▶ _Stated task 1_:
Render this sentence from the Easter Island text below into Spanish: "Historians think that the inhabitants of Easter Island built and transported the giant stone carvings between 1400 and 1600 A.D."
▶ _Stated task 2_:
Please write the next few sentences of the Easter Island text below, picking up right after its final line.
** BEGIN Source extract **
Around the world
Easter Island
In the Pacific Ocean, thousands of miles away from the nearest population centre, lies Easter Island, a strange and mysterious place famous for what happened there many years before and what kind of evidence has been left behind.
The name
The island, called Rapa Nui in the local language, got its English-language name from Holland’s Captain Jacob Roggeveen, who landed there on Easter Sunday in 1722. Roggeveen found a strange culture and even stranger huge structures called Moai, face-like giant rocks that dotted the coastlines, as if guarding the island’s people from intruders.
Historians still can’t agree on where the island’s original people came from, although most people think that they came from somewhere else. Did they sail from Chile, thousands of miles to the east? Did they sail from Hawaii or a Polynesian island, thousands of miles to the west or northwest? No one really knows for sure, although many people have evidence for their theories, including similarities to both Chilean and Polynesian cultures.
The stone giants
As for the Moai, these 13-foot-tall, 14-ton stone carvings present an entirely different kind of mystery. Historians think that the inhabitants of Easter Island built and transported the giant stone carvings between 1400 and 1600 A.D. But how did they do it? And why did they do it?
** END Source extract **
** BEGIN Items **
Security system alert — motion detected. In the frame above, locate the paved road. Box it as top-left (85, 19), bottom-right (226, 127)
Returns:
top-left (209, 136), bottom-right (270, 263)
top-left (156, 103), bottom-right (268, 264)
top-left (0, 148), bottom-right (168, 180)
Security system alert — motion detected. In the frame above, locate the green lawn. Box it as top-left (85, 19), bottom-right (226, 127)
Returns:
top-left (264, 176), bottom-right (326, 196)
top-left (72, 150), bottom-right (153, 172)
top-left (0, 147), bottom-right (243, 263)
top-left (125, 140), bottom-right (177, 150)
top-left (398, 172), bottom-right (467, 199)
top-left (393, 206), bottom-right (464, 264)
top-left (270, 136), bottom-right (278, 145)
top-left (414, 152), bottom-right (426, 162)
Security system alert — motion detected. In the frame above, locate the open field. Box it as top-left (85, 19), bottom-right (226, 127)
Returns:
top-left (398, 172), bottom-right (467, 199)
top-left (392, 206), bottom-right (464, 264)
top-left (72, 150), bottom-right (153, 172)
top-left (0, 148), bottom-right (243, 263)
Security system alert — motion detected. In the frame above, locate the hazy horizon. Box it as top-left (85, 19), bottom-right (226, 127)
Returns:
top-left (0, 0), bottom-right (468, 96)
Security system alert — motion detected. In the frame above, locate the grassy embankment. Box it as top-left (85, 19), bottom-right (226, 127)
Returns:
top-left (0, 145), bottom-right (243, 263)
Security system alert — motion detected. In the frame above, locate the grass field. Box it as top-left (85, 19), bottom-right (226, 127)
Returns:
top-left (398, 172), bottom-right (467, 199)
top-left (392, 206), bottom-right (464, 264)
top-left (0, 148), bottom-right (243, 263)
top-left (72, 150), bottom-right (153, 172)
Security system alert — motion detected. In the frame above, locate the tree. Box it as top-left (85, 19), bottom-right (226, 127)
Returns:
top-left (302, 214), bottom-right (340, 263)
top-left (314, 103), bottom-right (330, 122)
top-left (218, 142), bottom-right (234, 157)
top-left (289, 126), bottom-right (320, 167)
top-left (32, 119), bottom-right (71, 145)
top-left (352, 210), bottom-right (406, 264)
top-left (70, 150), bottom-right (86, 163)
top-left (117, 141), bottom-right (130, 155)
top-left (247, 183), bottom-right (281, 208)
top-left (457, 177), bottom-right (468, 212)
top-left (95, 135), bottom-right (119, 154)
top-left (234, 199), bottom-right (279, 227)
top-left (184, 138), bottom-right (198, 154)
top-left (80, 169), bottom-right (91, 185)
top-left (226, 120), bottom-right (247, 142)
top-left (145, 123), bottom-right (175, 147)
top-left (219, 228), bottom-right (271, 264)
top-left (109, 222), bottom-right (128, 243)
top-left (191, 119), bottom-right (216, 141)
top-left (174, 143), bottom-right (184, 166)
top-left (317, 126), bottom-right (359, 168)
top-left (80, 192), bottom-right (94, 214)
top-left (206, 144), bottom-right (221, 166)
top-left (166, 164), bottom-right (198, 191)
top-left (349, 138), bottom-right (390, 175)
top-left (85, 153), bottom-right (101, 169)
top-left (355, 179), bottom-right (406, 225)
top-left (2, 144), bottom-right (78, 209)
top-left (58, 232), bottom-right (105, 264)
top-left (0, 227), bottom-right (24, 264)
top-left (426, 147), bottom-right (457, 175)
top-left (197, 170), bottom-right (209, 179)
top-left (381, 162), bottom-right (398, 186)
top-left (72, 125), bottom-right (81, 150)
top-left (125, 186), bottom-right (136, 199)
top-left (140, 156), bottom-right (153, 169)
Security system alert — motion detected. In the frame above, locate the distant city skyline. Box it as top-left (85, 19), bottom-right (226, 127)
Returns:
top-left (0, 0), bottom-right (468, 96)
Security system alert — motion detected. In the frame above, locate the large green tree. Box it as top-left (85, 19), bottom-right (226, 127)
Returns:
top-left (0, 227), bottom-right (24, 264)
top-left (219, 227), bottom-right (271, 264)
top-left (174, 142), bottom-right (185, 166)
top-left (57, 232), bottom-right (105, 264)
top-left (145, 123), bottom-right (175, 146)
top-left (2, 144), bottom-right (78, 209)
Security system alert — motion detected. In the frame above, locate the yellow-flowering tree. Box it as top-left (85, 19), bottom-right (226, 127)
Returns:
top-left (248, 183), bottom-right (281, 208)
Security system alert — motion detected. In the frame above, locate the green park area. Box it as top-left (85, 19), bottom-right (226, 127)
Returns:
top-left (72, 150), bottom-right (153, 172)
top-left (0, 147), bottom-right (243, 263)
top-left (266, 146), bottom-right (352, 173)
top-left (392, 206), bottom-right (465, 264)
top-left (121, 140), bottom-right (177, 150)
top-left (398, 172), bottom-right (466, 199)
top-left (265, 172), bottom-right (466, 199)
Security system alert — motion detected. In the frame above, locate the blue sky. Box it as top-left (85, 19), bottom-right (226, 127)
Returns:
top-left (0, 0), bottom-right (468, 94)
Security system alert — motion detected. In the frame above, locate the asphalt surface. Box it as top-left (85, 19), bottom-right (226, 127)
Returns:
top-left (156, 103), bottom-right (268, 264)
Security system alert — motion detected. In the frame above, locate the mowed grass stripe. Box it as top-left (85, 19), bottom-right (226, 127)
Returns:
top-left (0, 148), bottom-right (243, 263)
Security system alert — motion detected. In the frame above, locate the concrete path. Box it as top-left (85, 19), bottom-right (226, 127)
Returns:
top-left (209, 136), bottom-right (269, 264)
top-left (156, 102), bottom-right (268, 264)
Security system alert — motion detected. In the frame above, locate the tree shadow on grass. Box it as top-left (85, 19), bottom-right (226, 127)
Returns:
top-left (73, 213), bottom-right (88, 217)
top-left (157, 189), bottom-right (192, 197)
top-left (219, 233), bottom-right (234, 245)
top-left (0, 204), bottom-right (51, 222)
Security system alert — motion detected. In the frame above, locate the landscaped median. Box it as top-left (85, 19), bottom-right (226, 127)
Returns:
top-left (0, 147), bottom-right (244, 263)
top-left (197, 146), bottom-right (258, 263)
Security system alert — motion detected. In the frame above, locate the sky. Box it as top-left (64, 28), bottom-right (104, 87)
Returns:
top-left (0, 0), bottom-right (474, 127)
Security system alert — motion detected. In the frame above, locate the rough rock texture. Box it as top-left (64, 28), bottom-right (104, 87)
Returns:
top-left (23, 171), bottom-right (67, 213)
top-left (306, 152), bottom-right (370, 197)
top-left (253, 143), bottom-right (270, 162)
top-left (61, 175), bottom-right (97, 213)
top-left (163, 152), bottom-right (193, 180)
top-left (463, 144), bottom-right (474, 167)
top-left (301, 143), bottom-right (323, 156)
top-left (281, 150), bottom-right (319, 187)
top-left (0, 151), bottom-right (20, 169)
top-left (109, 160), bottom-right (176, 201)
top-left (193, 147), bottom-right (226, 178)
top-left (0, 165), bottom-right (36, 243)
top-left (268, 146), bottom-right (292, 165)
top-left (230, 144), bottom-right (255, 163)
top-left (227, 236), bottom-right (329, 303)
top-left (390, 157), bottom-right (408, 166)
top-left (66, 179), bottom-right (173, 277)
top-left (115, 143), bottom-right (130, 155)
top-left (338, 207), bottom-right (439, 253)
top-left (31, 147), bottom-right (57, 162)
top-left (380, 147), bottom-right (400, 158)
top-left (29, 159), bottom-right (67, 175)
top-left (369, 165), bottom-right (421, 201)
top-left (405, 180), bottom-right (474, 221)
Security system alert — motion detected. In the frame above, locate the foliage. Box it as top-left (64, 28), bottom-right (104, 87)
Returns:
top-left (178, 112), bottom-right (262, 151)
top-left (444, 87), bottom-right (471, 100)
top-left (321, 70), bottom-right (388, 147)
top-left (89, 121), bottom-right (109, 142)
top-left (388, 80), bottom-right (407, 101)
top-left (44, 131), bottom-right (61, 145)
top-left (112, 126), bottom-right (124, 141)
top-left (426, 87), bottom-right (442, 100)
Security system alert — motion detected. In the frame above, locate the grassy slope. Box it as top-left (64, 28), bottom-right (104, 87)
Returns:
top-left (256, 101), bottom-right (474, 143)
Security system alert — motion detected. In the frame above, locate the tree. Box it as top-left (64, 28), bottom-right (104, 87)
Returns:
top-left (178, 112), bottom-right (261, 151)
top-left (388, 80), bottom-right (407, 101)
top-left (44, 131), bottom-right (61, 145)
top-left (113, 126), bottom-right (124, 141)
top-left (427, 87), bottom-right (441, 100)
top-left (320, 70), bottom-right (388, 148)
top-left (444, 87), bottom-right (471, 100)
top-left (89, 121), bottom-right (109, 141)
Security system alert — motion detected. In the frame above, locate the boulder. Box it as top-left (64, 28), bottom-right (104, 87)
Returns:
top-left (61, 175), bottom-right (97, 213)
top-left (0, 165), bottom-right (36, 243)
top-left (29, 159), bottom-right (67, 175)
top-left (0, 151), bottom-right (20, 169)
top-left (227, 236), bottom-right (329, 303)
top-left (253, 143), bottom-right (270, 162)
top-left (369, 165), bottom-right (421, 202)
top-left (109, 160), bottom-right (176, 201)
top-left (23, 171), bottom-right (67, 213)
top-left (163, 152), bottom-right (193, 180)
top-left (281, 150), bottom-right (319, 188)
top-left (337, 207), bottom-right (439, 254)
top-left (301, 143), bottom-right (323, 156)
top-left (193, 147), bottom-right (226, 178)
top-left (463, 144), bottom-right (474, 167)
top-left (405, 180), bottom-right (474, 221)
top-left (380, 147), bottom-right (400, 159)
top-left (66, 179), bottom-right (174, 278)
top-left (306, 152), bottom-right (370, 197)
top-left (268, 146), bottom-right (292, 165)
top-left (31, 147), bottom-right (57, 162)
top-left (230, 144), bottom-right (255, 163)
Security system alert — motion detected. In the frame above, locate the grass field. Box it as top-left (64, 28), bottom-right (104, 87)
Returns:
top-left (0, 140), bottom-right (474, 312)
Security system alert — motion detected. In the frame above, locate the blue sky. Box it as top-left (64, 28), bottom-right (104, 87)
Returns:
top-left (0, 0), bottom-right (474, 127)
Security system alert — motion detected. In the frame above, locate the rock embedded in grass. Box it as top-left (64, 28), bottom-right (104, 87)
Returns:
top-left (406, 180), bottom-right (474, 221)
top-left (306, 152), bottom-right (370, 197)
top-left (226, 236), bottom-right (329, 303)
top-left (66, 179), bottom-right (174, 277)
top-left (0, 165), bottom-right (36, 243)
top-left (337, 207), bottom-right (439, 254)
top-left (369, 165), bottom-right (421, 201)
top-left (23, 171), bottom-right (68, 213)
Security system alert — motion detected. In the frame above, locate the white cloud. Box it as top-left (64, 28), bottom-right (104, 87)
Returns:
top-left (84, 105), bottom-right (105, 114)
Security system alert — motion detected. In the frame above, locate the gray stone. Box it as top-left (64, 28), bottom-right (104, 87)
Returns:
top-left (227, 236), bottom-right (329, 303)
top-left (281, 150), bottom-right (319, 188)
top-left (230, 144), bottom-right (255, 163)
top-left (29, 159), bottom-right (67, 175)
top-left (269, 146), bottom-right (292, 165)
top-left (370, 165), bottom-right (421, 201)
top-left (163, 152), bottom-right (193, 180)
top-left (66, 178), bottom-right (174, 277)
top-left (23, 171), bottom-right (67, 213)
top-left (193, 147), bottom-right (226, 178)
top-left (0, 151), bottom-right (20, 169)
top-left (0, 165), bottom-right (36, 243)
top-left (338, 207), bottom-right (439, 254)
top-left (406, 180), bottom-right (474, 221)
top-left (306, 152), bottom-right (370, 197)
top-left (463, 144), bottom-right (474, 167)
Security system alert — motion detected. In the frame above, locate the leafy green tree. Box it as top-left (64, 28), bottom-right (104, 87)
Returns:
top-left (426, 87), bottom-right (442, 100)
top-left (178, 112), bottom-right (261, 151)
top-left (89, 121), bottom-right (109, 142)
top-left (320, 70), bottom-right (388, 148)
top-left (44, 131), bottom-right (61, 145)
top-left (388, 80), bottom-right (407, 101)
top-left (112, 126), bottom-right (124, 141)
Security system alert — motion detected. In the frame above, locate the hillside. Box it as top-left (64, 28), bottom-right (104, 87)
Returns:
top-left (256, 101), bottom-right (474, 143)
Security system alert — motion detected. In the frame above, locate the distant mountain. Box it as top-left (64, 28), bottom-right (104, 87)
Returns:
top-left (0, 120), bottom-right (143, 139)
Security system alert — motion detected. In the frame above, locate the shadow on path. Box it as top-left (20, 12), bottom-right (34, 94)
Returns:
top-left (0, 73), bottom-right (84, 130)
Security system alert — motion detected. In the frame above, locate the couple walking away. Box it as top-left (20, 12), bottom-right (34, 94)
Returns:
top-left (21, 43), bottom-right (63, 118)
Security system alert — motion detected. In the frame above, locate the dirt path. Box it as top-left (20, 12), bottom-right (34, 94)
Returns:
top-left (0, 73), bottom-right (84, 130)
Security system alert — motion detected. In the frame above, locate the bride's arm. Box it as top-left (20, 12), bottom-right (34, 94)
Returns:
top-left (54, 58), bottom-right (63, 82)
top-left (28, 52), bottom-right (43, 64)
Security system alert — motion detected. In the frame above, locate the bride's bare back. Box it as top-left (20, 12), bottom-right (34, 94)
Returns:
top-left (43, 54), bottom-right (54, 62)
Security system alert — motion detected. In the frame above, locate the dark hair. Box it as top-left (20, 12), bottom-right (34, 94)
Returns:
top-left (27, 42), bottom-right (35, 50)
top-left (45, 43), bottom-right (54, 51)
** END Items **
▶ _Written response 1_:
Los historiadores creen que los habitantes de la Isla de Pascua construyeron y transportaron las gigantescas esculturas de piedra entre los años 1400 y 1600 d. C.

▶ _Written response 2_:
In all, 887 Moai have been located on the island. Only 288 of those were moved; the rest were either still in the quarries or were en route to the clifftop watch locations of the others. The ones that were moved, historians think, were moved on wooden logs used as rollers; much like historians now think the ancient Egyptians moved the giant stones that made up the Pyramids. Using a series of rollers and ropes, the Rapa Nui (the name for the people as well as the island) got the large stones from the quarries to the cliffs. Then, it was just a matter of getting them to stand up.
Rapa Nui
Historians now think that the Rapa Nui used levers and ropes and built stone ramps on which to move the moai into an upright position.
Why did the people of Easter Island make all these statues? Why did they clear lots of good farmland so they could drag the giant stones through it on the way to the sentinel positions?
Historians now think that it had something to do with the religion that the Rapa Nui practiced, that the stones were representative of the spirits of the chieftains and the gods. The stones themselves don’t all look alike, but they follow a large handful of patterns. Archaeologists think that the patterns were close to how the Rapa Nui chieftains looked.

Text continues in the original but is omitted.